Things to do ▸
- 1) Duplicate the passage of the mailing-list exchange about logic and free will that opens with the words containing "On 01 Mar 2013, at 16:28, meekerdb" and closes with "Y = poison.".
- 2) Pick up the mailing-list exchange about logic and free will right after its last line and write how it continues.

On 02 Mar 2013, at 21:58, meekerdb wrote:

On 3/2/2013 1:18 AM, Bruno Marchal wrote:

On 01 Mar 2013, at 20:37, meekerdb wrote:

On 3/1/2013 8:55 AM, Bruno Marchal wrote:

On 01 Mar 2013, at 16:28, meekerdb wrote:

On 3/1/2013 7:13 AM, Bruno Marchal wrote:

On 28 Feb 2013, at 20:29, meekerdb wrote:

On 2/28/2013 10:59 AM, Stephen P. King wrote:
On 2/28/2013 10:33 AM, John Clark wrote:
On Wed, Feb 27, 2013 at 1:48 PM, Craig Weinberg <whatsons...@gmail.com > wrote:

>> It is a basic law of logic that if X is not Y and X is not not Y then X is gibberish,

> X = alcohol   Y = poison.
becomes "alcohol is not poison and alcohol isn't not poison"

Exactly, and 2 negatives, like "isn't not" cancel each other out so you get "alcohol is not a poison and alcohol is a poison" which is gibberish just like I said.

Alcohol both is and isn't a poison, duh! It is the quantity that makes the difference. Are you too coarse to notice that there are distinctions in the real world that are not subject to the naive representation of Aristotelian syllogisms.


> If there were no free will then nobody could choose to assert anything, abandon anything, or speak anything other than gibberish.

Cannot comment, don't know what ASCII symbols "free will" mean.

Material ▸
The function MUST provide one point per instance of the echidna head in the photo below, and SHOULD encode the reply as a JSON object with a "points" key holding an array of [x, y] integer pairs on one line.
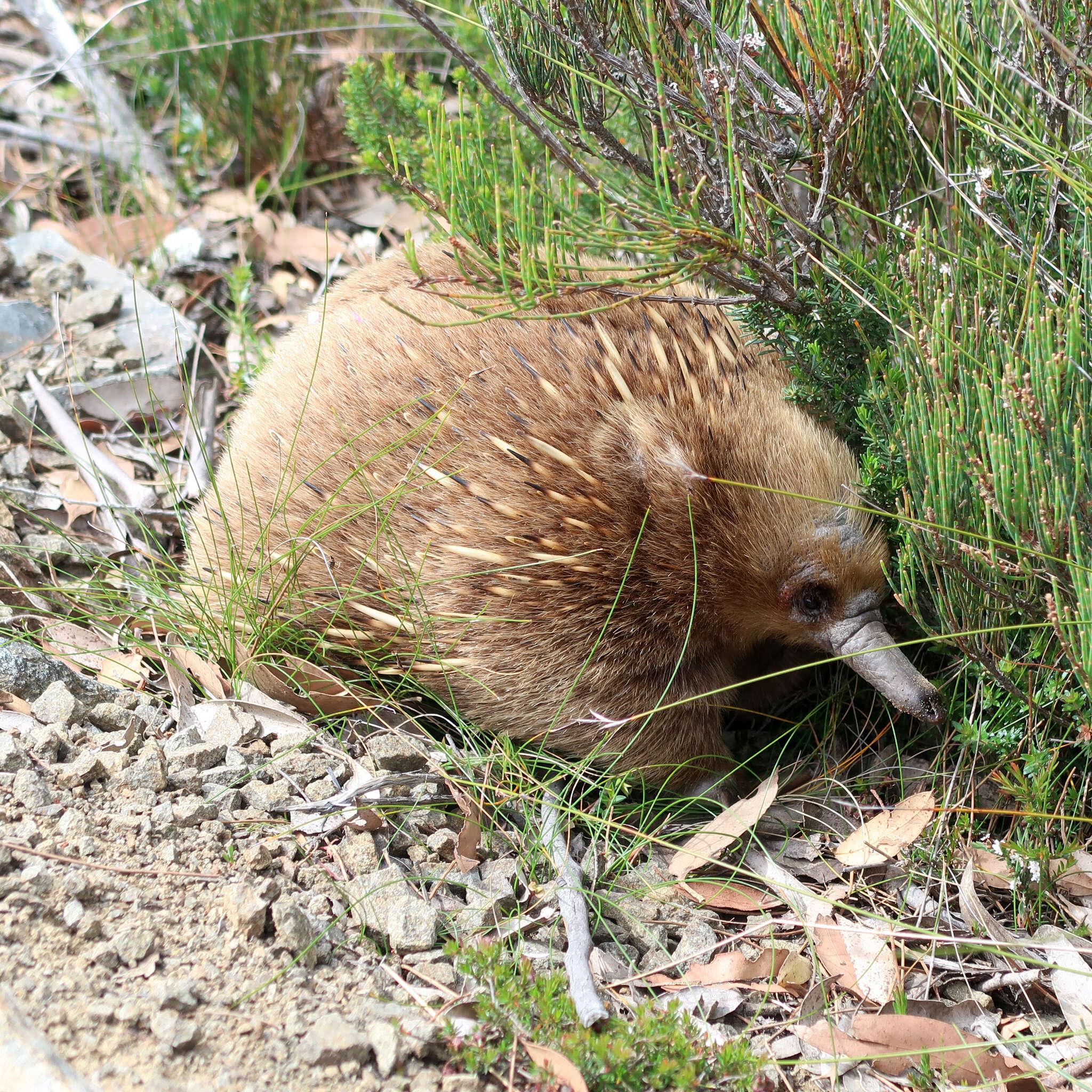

Expected responses ▸
- 1)
On 01 Mar 2013, at 16:28, meekerdb wrote:

On 3/1/2013 7:13 AM, Bruno Marchal wrote:

On 28 Feb 2013, at 20:29, meekerdb wrote:

On 2/28/2013 10:59 AM, Stephen P. King wrote:
On 2/28/2013 10:33 AM, John Clark wrote:
On Wed, Feb 27, 2013 at 1:48 PM, Craig Weinberg <whatsons...@gmail.com > wrote:

>> It is a basic law of logic that if X is not Y and X is not not Y then X is gibberish,

> X = alcohol   Y = poison.

- 2)
And we can safely assume that all text that is emitted from the email johnkcl...@gmail.com is only accidentally meaningful, aka gibberish as well, as it's referents where not chosen by a conscious act.

I think we're safe in assuming that they are emitted by a process that is either random or deterministic.

It could also be partially random and partially deterministic.

Sure. It's hard to even define what might be meant by "completely" random.

Algorithmic incompressability (Chaitin, Martin Loef, Solovay ...) make good attempts. This makes sense with Church's thesis. I guess you know that. Sequences algorithmically incompressible contains maximal information, but no way at all to decode it.

But those always implicitly assume infinite sequences.

Not at all. The interest of algorithmic information theory is that it defines a notion of finite random sequence (any sequence whose length is as long as the shortest program to generate it). The notion is not constructive and is defined only up to a constant, but it has its purpose). Infinite random sequence are defined by having all their finite initial segment non compressible.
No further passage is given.